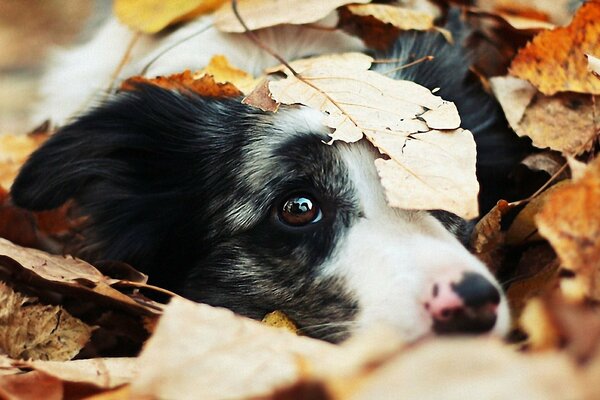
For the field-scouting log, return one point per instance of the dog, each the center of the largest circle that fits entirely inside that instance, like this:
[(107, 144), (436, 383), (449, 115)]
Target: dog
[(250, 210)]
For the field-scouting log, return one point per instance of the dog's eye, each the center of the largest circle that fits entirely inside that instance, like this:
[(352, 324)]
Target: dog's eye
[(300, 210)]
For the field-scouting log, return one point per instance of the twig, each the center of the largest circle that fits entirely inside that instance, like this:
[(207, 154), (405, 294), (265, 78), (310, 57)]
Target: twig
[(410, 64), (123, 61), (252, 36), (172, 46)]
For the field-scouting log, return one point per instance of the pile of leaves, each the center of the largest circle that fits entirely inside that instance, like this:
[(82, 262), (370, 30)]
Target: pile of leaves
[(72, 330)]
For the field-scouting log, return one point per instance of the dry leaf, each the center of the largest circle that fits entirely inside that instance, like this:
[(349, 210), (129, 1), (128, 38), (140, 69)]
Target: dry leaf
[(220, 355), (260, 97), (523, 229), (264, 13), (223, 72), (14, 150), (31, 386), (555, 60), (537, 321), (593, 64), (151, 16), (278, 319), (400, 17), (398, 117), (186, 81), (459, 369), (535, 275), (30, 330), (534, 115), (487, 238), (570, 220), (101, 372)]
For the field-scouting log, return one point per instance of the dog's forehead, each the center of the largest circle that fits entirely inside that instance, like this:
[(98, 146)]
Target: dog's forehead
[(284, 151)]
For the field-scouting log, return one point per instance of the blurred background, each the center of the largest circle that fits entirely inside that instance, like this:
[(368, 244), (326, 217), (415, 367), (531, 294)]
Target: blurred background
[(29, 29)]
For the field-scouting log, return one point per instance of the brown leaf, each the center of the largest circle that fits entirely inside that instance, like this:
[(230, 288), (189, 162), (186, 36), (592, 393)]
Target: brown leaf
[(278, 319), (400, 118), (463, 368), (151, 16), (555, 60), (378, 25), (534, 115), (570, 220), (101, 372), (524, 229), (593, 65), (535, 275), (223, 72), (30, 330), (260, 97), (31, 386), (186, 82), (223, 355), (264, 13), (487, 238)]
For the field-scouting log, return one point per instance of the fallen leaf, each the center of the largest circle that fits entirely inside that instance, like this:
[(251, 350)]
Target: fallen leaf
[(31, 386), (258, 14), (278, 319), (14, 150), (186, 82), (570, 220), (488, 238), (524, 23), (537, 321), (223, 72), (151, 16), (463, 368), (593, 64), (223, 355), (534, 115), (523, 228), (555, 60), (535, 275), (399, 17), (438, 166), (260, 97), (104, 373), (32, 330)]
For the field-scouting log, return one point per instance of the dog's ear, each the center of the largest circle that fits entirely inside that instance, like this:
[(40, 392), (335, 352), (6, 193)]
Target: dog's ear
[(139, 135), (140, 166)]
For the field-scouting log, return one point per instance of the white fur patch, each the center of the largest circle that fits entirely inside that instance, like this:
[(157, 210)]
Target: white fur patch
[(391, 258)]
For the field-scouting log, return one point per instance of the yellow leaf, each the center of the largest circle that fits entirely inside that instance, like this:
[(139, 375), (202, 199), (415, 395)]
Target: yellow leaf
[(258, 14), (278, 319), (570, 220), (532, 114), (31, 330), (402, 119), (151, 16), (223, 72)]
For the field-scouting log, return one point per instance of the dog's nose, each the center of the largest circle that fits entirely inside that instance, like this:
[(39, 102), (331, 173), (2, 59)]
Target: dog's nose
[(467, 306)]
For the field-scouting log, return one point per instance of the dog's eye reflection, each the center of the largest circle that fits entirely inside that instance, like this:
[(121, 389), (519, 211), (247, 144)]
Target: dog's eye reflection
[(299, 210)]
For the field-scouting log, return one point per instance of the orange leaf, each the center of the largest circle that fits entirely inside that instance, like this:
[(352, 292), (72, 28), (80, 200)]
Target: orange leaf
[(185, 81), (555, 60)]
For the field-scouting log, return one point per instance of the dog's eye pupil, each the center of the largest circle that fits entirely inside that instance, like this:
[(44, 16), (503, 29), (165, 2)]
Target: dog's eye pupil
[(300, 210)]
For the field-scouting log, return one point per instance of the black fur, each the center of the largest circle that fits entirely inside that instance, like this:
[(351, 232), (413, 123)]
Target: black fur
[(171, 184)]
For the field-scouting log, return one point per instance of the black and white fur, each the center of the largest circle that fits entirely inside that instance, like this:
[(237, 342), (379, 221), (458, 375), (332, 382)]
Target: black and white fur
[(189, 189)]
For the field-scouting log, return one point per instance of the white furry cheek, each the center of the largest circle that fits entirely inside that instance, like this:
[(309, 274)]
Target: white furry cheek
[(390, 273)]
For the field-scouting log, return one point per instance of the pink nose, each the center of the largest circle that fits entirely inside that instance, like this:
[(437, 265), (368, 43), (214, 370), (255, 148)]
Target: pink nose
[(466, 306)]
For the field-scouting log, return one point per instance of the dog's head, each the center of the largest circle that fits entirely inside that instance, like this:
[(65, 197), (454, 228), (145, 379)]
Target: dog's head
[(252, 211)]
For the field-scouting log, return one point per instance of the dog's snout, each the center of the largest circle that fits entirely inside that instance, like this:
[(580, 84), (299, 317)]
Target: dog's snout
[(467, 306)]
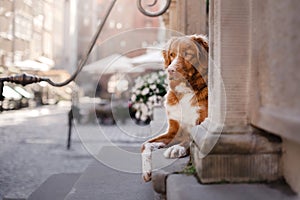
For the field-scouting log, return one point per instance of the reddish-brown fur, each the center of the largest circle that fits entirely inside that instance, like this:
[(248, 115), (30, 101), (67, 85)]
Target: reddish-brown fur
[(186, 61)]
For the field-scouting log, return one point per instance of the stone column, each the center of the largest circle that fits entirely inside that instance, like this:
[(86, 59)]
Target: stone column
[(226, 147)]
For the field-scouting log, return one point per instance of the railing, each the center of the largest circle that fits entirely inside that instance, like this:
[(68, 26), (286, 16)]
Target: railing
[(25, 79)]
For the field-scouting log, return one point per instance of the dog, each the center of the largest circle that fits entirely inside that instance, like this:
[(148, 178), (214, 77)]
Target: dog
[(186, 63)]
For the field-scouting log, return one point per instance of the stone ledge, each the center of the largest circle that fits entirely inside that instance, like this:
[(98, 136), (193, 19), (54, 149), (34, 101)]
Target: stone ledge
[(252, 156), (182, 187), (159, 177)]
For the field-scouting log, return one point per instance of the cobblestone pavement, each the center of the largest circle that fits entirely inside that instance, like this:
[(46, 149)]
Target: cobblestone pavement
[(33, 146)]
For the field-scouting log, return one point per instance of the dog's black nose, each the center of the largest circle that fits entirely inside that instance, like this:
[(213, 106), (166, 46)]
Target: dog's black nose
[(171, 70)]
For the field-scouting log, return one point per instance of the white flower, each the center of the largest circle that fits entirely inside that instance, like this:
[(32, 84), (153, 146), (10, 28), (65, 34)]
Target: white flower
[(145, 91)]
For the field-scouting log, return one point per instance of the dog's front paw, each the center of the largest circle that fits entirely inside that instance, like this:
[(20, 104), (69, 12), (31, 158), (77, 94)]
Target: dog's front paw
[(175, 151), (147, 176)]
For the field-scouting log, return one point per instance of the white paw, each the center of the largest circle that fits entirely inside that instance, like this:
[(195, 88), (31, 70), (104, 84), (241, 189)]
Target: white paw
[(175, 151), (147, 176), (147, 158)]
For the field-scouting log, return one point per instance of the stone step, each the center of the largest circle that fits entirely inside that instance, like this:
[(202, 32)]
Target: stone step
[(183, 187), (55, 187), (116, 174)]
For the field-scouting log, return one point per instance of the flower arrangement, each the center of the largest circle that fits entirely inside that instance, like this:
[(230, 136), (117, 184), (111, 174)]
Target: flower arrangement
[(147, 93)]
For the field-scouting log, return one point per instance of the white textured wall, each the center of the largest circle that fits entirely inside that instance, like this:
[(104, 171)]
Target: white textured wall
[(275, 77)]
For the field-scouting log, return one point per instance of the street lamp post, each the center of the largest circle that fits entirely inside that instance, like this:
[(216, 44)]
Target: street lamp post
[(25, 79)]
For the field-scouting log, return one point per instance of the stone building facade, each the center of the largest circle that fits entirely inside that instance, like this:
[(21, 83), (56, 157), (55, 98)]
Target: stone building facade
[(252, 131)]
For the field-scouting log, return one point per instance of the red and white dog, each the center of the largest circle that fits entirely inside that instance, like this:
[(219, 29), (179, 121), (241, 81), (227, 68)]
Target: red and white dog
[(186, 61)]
------------------------------------------------------------
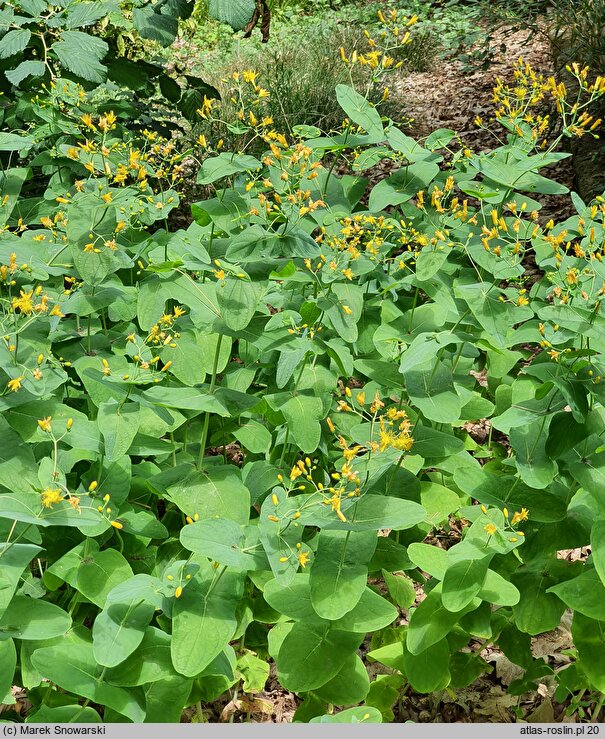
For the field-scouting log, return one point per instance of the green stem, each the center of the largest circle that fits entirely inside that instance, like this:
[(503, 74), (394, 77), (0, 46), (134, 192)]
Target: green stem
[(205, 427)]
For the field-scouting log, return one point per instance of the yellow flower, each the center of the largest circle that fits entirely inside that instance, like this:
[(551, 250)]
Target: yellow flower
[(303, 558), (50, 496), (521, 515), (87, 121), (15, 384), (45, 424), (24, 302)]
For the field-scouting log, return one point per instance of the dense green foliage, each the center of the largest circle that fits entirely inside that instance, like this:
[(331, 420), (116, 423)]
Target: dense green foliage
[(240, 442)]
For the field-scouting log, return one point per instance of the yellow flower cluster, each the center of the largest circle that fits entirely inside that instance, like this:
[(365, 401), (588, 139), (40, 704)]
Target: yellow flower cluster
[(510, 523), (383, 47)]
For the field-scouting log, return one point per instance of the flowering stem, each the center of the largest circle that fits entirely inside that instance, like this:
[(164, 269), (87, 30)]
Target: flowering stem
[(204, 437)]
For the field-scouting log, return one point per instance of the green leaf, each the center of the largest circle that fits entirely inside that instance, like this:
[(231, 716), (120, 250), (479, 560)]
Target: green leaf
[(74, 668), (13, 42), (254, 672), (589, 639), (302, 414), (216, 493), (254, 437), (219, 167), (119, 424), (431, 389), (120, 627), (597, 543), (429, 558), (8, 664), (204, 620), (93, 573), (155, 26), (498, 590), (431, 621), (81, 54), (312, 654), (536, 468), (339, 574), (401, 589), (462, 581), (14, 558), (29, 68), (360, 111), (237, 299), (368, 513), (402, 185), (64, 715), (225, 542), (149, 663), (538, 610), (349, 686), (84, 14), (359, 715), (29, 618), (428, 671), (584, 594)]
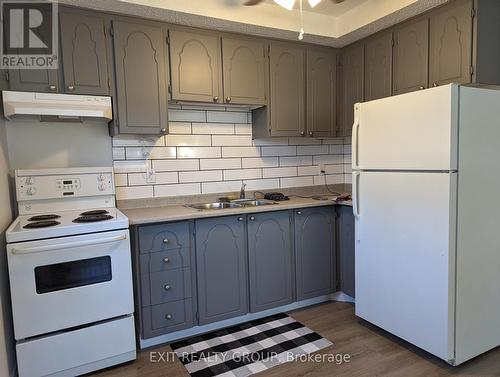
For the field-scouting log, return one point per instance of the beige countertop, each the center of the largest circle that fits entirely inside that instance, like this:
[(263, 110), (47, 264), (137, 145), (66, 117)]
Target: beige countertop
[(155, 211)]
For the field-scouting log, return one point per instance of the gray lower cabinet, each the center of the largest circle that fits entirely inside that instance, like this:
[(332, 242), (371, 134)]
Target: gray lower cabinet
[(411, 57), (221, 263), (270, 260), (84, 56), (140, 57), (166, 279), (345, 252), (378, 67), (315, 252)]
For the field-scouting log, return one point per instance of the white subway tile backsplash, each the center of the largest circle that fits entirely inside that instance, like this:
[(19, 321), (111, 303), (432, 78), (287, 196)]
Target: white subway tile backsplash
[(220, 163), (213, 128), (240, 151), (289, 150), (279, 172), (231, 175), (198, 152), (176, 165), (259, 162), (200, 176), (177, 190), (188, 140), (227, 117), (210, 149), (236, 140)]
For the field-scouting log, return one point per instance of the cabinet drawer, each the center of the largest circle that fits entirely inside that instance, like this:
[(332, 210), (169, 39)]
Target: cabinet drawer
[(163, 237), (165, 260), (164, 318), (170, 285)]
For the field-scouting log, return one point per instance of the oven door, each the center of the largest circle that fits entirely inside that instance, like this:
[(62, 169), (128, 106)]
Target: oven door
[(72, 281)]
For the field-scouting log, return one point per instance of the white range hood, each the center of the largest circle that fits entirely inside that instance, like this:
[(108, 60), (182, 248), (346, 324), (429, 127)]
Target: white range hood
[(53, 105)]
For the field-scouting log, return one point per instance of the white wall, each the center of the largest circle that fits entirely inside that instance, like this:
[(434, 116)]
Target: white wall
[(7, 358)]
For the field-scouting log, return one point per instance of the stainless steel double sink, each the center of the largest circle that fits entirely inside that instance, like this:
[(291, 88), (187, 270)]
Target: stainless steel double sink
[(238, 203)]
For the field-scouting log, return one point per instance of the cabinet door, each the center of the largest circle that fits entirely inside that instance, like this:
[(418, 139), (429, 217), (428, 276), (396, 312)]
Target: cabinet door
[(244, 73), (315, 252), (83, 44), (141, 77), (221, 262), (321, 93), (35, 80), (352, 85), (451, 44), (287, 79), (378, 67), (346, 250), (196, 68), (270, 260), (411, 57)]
------------------------------------------------------------
▶ [Job]:
How many lines of the entries above contain the word "leaves"? Reply with the number alone.

▶ [Result of the exercise]:
2